* [Aim of the exercise]:
Reproduce everything from the line containing "[locate] red top" down to the end of the material below, swapping "red top" for "red blouse" and changing nothing else.

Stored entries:
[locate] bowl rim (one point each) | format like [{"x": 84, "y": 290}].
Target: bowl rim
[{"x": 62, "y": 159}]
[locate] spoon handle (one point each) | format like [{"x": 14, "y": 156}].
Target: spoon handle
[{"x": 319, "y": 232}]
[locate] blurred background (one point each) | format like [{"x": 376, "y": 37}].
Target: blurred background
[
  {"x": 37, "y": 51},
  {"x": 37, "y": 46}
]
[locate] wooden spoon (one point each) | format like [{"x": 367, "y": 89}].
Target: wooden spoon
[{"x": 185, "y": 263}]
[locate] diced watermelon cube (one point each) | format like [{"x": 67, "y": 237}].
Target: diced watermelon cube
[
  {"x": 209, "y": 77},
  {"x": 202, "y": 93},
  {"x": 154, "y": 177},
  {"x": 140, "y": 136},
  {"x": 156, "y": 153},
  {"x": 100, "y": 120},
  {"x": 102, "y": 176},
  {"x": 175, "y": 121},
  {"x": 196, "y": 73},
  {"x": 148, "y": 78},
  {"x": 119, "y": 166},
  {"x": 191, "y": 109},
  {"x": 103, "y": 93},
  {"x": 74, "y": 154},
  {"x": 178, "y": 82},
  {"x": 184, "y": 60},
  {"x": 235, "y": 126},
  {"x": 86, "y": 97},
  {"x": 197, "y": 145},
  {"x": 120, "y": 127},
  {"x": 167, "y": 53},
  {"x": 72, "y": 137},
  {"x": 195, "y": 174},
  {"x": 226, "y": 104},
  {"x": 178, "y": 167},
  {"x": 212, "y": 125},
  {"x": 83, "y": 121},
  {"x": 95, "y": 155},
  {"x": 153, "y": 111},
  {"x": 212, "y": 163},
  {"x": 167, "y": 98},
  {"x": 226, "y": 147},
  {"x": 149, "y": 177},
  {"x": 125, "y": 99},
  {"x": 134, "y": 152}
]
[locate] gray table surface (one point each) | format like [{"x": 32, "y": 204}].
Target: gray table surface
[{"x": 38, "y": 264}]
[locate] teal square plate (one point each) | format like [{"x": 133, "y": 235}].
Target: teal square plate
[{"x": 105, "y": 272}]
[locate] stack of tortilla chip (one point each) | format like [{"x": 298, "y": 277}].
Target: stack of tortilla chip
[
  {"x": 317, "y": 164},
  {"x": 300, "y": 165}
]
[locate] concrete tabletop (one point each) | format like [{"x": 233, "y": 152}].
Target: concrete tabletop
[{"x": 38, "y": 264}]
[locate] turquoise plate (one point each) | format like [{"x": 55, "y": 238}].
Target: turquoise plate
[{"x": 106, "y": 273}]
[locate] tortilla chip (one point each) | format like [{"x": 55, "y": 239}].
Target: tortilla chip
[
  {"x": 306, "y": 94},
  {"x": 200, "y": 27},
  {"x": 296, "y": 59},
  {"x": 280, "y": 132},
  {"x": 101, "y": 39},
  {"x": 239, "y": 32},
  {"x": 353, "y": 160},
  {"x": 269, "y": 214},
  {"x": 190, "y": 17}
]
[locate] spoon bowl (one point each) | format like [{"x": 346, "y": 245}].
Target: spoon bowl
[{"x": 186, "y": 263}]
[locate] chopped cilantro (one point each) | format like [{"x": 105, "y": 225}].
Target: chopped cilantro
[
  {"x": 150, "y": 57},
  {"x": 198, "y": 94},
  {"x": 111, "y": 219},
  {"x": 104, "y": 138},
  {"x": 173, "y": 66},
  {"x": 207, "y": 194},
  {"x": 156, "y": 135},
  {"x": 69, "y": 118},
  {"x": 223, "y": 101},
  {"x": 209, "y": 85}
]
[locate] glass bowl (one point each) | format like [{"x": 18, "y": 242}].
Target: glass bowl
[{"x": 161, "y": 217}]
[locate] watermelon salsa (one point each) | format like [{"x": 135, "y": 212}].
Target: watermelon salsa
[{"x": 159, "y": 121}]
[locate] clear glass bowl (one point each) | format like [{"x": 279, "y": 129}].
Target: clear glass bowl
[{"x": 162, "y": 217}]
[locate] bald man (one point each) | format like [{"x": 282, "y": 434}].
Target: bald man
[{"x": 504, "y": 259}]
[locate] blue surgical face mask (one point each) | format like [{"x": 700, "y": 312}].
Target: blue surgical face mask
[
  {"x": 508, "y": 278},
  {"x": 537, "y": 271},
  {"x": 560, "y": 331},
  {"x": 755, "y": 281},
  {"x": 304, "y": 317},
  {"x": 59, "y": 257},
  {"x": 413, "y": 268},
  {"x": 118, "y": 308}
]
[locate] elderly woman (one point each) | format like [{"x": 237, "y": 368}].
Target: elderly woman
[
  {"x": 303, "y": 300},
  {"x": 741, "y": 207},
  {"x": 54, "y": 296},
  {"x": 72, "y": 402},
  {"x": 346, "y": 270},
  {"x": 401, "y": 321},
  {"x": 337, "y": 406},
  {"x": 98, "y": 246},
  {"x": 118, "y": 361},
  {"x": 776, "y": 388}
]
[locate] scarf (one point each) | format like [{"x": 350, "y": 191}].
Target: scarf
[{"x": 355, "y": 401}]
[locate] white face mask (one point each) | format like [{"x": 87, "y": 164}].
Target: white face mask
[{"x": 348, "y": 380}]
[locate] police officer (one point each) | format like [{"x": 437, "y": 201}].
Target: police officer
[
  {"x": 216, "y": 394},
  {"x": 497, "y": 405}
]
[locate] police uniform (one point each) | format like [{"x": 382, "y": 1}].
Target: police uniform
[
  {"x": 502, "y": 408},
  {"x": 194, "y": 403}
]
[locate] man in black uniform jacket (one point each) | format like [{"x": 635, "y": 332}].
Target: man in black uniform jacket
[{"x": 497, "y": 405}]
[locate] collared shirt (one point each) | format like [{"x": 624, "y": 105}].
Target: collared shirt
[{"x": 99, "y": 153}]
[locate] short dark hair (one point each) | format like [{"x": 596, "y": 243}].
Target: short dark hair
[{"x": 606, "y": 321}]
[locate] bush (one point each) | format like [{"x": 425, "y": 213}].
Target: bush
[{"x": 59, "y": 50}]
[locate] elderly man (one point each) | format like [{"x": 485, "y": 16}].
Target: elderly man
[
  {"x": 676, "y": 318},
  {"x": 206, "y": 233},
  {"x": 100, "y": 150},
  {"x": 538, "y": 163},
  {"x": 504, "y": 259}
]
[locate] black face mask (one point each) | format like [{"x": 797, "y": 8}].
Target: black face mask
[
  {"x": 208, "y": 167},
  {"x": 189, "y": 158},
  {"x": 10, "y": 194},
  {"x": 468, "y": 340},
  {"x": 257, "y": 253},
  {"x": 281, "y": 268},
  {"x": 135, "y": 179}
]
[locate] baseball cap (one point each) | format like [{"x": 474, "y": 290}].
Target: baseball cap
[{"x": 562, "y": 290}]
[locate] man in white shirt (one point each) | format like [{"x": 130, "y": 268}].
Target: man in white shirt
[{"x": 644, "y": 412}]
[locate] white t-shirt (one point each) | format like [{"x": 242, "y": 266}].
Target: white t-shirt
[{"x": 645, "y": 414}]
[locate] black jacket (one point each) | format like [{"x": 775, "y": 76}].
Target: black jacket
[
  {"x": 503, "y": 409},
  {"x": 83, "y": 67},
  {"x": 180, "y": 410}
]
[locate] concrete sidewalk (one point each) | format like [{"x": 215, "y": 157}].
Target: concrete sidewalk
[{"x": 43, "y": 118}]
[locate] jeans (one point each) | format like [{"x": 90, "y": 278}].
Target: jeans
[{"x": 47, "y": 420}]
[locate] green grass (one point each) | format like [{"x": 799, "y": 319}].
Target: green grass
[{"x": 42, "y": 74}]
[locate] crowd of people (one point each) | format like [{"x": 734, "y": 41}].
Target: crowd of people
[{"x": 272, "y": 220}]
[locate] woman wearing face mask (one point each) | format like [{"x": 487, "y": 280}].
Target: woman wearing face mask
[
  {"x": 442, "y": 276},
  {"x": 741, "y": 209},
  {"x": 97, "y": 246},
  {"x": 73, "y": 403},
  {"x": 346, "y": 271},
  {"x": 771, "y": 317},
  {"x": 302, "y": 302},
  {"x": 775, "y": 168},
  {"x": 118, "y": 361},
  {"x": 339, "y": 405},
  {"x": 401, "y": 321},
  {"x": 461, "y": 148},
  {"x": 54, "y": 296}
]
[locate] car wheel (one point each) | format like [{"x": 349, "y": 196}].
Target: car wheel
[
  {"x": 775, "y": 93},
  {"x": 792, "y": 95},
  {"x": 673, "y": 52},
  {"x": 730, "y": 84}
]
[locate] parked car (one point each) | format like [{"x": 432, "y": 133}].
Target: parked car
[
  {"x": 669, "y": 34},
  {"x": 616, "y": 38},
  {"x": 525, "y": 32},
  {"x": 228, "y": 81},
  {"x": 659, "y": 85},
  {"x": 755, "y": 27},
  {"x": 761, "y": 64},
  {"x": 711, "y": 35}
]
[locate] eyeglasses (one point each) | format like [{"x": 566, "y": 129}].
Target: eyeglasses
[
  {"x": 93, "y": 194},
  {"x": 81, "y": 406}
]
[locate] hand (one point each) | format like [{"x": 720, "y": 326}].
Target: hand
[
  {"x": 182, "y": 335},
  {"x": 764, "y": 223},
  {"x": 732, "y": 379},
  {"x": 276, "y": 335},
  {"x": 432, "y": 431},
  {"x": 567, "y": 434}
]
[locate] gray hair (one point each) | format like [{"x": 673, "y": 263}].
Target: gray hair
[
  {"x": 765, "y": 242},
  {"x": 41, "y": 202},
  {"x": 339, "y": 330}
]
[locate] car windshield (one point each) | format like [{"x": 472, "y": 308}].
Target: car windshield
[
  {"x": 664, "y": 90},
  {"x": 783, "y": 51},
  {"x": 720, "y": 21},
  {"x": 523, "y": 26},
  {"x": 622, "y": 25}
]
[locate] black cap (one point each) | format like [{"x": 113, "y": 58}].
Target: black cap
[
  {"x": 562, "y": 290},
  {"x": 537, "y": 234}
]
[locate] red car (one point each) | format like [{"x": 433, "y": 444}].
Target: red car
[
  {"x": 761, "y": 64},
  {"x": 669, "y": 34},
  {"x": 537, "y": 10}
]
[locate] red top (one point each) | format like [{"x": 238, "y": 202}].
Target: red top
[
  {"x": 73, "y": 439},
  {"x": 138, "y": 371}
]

* [Solution to this task]:
[locate] red blouse (one point each) | format like [{"x": 238, "y": 202}].
Target: red blouse
[
  {"x": 73, "y": 439},
  {"x": 138, "y": 371}
]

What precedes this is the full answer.